Teología de J. Ortega y Gasset. Evolución del Cristianismo



La teología de J. Ortega y Gasset leída a la luz
de la surgida del Concilio Vaticano II

Capítulo I

El lenguaje de la Teología
en un Mundo laico


Hoy muchos teólogos han comprendido que no se puede seguir leyendo los manuales teológicos, por venerables que estos sean, de espalda a los signos de los tiempos y a la problemática del mundo actual. Se han puesto, pues, en camino para hacerse encontradizos con todo lo que la nueva cultura aporta, porque también ella forma parte de la única historia de salvación.

Es, además, un imperativo bíblico hacer nuevas todas las cosas, para que surja el hombre nuevo en cada momento. Lógicamente en este proceso dinámico el lenguaje tiene mucha importancia, porque no se puede seguir presentando la teología como un manual de abogacía, ni como un repertorio dogmático heredado de nuestros antepasados, que hay que conservar inmutable, según la crítica hecha por Unamuno, como hemos adelantado ya en la introducción.

Más conretamente, en sintonía con el Concilio Vaticano II, hay que decir que la teología tiene como fundamental preocupación servir a la vida y que cuando la teología sirve, diaconiza a la vida, no hace sino entrar en la corriente profética y evangélica. Por eso en el presente trabajo presto mucha atención con Ortega a la vida entorno, a la vida pública. De esta manera se supera el peligro permanente en la historia de la teología y de nuestra propia fe de reducir esta al ámbito puramente personalista o individual.

Porque si es cierto que la fe la inicia la inspiración divina en la conciencia inalienable de cada uno, también lo es que la fe adquiere su mayor expansión cuando prende en la vida pública del hombre, en la que este alcanza su plenitud humana.
Los creyentes, como cualquier hombre o mujer, no son islas ni monjes, sino animales políticos. Lo que quiere decir que viven en sociedad con otros hombres y mujeres formando parte de unas instituciones que conforman su vida y en las que ellos a su vez influyen para humanizarlas.

De ahí que en nuestra reflexión ocupen un lugar central las virtudes públicas, entre ellas la política, informándolo todo, como informa hoy la vida de la sociedad. No debe extrañar esta incursión de la teología en la política y viceversa, si tenemos en cuenta que el cometido de la teología es que la fe cristiana fluya hacia la vida social en la cual ha de encarnarse en plena solidaridad humana. Por eso la teología debe estar en una continua búsqueda de caminos nuevos, que faciliten el encuentro con Dios en la vida cambiante de los pueblos y la liberación de todos los oprimidos en ellos.

### LO QUE SE PIDE
Transcribe de forma literal la parte del texto sobre la teología de Ortega y Gasset que empieza en las palabras "Los creyentes, como" y termina después de "influyen para humanizarlas.".

### DATOS DE ORIGEN
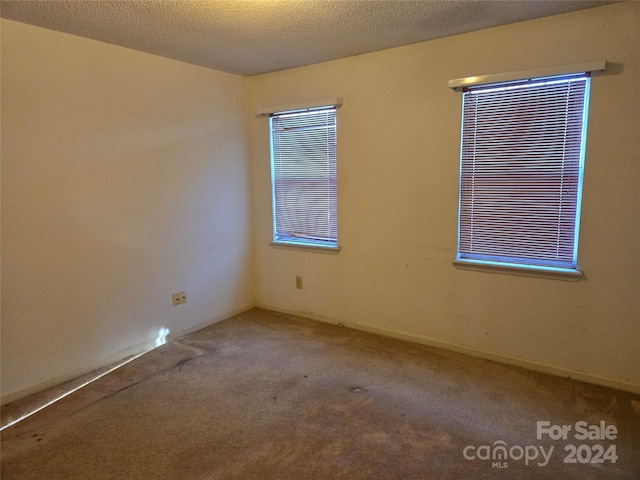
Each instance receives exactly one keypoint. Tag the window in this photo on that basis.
(521, 164)
(303, 176)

### LA RESPUESTA
Los creyentes, como cualquier hombre o mujer, no son islas ni monjes, sino animales políticos. Lo que quiere decir que viven en sociedad con otros hombres y mujeres formando parte de unas instituciones que conforman su vida y en las que ellos a su vez influyen para humanizarlas.